# Problem description:
Can you lay out the lines of the items below, between the lines holding "tag the glass panel" and "<point>75,44</point>", inclusive, as a Markdown table with a Number column for the row number and an Entry column for the line, leaving out any blank lines?

# Data:
^^^^^^^^^^^^^^^^

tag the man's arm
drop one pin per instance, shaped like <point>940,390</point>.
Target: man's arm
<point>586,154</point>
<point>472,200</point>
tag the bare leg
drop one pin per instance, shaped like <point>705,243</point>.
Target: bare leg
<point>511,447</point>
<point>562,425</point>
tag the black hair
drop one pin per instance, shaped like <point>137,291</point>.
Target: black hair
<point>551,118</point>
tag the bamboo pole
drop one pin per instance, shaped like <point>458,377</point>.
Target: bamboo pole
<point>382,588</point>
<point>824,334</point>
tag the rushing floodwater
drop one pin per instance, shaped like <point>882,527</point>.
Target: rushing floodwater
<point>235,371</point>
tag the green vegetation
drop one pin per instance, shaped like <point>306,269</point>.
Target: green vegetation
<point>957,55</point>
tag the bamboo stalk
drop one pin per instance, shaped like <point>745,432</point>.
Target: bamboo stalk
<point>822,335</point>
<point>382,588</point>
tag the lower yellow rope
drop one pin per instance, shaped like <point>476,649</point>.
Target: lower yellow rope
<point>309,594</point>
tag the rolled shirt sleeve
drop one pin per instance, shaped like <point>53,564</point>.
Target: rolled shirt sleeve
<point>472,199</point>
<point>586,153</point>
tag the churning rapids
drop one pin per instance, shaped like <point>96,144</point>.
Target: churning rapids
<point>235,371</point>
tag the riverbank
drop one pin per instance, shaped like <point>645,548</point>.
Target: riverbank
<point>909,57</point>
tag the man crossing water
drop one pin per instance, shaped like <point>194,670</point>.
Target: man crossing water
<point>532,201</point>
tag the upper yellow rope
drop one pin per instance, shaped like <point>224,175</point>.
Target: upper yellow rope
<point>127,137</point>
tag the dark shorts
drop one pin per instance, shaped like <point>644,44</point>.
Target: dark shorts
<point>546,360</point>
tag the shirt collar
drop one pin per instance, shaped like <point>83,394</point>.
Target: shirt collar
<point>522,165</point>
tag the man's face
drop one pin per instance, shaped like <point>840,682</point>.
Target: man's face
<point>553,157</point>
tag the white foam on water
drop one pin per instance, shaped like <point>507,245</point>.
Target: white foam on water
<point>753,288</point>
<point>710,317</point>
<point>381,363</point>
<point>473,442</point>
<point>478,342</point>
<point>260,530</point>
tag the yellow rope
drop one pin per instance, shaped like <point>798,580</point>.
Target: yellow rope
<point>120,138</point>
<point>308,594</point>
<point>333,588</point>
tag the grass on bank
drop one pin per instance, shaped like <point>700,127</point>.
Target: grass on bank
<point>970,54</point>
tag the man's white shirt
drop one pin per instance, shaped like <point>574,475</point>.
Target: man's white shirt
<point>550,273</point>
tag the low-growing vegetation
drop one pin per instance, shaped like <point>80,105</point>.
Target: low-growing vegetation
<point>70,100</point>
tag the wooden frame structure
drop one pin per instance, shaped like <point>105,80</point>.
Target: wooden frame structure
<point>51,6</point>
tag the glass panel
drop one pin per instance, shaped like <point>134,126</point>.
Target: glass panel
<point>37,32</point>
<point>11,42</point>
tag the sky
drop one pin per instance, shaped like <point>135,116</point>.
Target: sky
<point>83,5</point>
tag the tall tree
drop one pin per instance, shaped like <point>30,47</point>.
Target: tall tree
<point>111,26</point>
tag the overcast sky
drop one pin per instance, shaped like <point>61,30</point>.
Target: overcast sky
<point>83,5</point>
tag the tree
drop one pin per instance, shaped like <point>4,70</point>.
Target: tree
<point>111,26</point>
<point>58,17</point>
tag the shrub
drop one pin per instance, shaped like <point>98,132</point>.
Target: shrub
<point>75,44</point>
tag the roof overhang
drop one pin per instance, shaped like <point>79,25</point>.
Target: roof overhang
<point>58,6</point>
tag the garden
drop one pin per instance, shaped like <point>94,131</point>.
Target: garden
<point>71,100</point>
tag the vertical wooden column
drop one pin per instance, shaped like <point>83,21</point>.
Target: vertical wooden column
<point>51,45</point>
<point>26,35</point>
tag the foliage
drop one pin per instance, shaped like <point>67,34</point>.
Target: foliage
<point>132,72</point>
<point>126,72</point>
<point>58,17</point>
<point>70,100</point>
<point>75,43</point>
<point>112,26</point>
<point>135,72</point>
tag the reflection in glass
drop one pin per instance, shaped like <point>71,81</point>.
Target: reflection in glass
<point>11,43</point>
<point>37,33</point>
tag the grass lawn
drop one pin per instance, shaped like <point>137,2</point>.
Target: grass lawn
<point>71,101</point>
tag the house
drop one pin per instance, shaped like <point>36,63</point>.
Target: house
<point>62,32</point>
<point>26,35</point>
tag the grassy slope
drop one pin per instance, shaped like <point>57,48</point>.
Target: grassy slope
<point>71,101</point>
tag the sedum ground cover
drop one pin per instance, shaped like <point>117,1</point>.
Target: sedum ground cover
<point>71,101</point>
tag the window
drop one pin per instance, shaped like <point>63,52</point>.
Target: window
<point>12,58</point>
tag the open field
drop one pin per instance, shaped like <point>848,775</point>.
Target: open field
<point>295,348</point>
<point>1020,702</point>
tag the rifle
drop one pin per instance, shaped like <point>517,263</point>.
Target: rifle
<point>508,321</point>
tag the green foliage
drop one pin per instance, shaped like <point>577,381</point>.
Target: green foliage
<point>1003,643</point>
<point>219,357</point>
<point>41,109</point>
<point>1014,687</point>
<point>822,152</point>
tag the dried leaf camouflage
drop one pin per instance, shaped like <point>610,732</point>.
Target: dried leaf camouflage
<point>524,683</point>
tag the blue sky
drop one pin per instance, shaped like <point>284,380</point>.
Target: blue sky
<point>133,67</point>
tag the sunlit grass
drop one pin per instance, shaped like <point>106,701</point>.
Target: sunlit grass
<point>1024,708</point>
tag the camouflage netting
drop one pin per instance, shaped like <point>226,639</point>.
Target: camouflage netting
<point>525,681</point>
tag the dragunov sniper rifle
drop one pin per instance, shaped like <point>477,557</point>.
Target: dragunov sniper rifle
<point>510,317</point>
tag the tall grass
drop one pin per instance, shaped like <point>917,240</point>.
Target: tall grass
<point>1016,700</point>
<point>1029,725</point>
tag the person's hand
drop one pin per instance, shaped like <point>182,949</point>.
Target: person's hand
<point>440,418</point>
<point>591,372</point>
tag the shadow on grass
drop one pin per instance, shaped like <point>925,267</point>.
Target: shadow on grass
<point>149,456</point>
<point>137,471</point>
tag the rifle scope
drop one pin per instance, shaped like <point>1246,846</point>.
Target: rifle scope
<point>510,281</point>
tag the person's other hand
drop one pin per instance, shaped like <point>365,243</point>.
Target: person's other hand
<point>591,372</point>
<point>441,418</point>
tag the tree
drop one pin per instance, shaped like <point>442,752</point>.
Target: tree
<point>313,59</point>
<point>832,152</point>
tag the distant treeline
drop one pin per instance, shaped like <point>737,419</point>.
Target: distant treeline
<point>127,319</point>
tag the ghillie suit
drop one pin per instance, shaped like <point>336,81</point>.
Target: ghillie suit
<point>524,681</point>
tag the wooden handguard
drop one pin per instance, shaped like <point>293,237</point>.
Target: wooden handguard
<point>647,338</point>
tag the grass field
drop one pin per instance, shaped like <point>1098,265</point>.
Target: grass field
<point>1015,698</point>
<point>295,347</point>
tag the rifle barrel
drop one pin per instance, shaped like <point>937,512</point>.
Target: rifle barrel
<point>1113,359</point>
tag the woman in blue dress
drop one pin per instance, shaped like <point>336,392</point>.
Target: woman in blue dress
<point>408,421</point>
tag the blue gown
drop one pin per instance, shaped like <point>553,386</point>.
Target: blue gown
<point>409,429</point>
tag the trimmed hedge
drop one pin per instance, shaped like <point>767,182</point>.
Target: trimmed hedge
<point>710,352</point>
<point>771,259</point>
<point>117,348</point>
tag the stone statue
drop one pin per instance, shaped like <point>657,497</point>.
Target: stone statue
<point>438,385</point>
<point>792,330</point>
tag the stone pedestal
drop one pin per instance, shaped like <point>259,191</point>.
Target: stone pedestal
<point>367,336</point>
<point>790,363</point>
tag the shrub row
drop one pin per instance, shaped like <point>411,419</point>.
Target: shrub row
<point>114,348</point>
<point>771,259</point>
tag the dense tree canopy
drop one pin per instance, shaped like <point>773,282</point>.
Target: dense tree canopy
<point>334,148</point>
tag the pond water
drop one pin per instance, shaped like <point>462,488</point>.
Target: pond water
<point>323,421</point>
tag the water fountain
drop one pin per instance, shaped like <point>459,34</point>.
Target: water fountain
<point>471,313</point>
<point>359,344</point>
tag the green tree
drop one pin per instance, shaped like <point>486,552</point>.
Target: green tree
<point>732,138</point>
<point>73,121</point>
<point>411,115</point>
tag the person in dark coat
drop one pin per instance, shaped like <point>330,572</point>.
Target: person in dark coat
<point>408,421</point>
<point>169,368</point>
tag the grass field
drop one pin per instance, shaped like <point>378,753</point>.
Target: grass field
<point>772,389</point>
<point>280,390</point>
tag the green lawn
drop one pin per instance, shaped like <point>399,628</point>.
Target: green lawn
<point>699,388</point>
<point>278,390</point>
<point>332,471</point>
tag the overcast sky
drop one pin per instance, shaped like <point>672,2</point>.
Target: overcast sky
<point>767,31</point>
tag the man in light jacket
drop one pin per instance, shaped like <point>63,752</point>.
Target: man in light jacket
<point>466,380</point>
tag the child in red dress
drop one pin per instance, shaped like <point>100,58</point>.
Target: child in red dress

^^^^^^^^^^^^^^^^

# Answer to this task:
| Number | Entry |
|---|---|
| 1 | tag the glass panel |
| 2 | drop one pin per instance, shaped like <point>134,126</point>. |
| 3 | Target: glass panel |
| 4 | <point>37,32</point> |
| 5 | <point>11,42</point> |
| 6 | tag the sky |
| 7 | drop one pin per instance, shaped like <point>135,116</point>. |
| 8 | Target: sky |
| 9 | <point>83,5</point> |
| 10 | tag the tall tree |
| 11 | drop one pin per instance, shaped like <point>30,47</point>. |
| 12 | Target: tall tree |
| 13 | <point>111,26</point> |
| 14 | tag the overcast sky |
| 15 | drop one pin per instance, shaped like <point>61,30</point>. |
| 16 | Target: overcast sky |
| 17 | <point>83,5</point> |
| 18 | tag the tree |
| 19 | drop one pin per instance, shaped like <point>4,70</point>. |
| 20 | Target: tree |
| 21 | <point>111,26</point> |
| 22 | <point>58,17</point> |
| 23 | tag the shrub |
| 24 | drop one pin per instance, shaped like <point>98,132</point>. |
| 25 | Target: shrub |
| 26 | <point>75,44</point> |